━━━━━ Selected extract
Lunch: I have my third block open each day. Mrs. N and I will be using this time to discuss teaching, answering questions, etc. This is also lunch block, and so I sat down for my soon to be customary meal of ramen. Today however was something of a special day. Today marked the first day that gay Vermonters could get married. And at lunch, I got to participate in a (very) small wedding ceremony! I was so glad I could be a part, however small a part I was, and am so happy it went off went. The couple had a much larger civil union ceremony previously, but wanted to get married now that they could. I am not a big fan of weddings in general, and my thought is the bigger the ceremony, the less and less it actually is about the two people marrying one another and the more the ceremony itself takes center stage.

While not a fan of the institution of marriage itself, I am still deeply invested in people having the right to be married. So long as we have marriage intertwined in government, then it should be provided to everyone regardless of race, creed or orientation.

Freshmen English: Woo! Last class of the day! This one was definitely the most lively, and by lively I mean of course that they are freshmen, on their first day of full classes at the end of the day. Wired and loud would be ways of putting it mildly. Despite that, I really can't wait to work with them. One of my goals during the course of this internship is to develop improvisation skills.

Now let me explain how that relates to teaching and this class. All too often, lesson plans are constructed to take you from Point A to Point B. This of course never happens. Student interest is akin to holding onto a non-Newtonian fluid (look it up!) and once you lose it, it's gone. If a lesson plan bombs, as a teacher you need to find a way to save the class. This often means scrapping whatever you were planning and going from something that has caught student interest (or that you hope will) and going from there. You can't very well say "Well, that didn't work. Sorry guys. Do some quiet reading while I write up a new plan."
━━━━━━━━━━
━━━━━ The data
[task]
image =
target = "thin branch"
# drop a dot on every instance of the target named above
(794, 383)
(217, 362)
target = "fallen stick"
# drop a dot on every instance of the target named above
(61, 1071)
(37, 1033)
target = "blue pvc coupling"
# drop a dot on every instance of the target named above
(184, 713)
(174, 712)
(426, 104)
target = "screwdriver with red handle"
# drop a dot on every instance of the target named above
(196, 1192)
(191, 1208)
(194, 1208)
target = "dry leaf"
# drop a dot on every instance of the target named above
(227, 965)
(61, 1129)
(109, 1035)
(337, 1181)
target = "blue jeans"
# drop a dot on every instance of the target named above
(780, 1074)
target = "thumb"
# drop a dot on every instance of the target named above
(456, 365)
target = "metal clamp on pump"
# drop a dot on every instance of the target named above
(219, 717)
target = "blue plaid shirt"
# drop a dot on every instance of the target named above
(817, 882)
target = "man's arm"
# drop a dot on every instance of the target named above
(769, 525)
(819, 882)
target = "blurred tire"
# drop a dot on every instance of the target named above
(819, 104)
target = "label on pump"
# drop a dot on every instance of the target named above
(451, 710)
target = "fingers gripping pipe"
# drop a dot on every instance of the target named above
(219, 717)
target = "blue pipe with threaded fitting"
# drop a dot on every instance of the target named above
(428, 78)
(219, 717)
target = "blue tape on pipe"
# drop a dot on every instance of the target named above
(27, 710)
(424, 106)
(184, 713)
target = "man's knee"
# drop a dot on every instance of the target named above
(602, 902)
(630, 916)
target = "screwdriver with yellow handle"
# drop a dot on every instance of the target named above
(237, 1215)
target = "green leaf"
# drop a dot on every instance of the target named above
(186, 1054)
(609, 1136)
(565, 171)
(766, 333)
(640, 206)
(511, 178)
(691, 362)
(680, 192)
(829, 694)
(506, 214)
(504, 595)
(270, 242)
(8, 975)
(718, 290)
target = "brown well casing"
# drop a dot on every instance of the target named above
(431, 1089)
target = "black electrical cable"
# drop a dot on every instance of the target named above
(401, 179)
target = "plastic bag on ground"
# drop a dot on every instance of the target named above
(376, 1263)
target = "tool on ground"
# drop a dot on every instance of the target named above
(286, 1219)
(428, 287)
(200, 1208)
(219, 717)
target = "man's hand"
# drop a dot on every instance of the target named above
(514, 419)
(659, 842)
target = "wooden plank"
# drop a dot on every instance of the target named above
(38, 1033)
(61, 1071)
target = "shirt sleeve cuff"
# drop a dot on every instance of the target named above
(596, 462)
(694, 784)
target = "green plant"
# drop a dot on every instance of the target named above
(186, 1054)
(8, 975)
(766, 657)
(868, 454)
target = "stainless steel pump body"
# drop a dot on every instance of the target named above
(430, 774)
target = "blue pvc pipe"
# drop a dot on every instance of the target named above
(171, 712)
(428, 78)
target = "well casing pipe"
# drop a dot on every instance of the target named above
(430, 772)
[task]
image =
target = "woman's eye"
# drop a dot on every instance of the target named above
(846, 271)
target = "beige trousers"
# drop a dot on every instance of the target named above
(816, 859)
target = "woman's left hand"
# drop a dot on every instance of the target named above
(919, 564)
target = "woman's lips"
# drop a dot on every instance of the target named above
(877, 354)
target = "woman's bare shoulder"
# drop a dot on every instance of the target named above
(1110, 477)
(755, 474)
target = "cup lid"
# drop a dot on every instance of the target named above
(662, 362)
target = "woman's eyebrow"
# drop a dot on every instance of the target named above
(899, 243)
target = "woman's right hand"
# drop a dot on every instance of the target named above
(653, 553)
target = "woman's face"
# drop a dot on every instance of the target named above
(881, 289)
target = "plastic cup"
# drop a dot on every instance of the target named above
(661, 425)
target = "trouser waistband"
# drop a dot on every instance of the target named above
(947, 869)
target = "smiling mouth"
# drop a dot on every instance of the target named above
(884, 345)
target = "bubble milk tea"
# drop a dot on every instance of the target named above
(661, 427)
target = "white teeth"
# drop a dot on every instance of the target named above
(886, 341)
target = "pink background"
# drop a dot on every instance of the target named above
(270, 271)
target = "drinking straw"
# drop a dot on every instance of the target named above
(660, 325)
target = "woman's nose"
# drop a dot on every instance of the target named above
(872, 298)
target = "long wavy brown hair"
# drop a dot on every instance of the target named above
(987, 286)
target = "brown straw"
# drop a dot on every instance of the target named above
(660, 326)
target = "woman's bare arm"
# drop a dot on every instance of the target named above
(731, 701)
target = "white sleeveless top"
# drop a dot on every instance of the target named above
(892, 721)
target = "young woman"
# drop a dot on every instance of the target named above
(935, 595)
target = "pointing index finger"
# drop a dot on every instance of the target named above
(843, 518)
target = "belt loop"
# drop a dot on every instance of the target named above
━━━━━━━━━━
Instructions to follow:
Copy word for word the part of the teaching internship post between "Lunch: I have" and "takes center stage.", inclusive.

Reply:
Lunch: I have my third block open each day. Mrs. N and I will be using this time to discuss teaching, answering questions, etc. This is also lunch block, and so I sat down for my soon to be customary meal of ramen. Today however was something of a special day. Today marked the first day that gay Vermonters could get married. And at lunch, I got to participate in a (very) small wedding ceremony! I was so glad I could be a part, however small a part I was, and am so happy it went off went. The couple had a much larger civil union ceremony previously, but wanted to get married now that they could. I am not a big fan of weddings in general, and my thought is the bigger the ceremony, the less and less it actually is about the two people marrying one another and the more the ceremony itself takes center stage.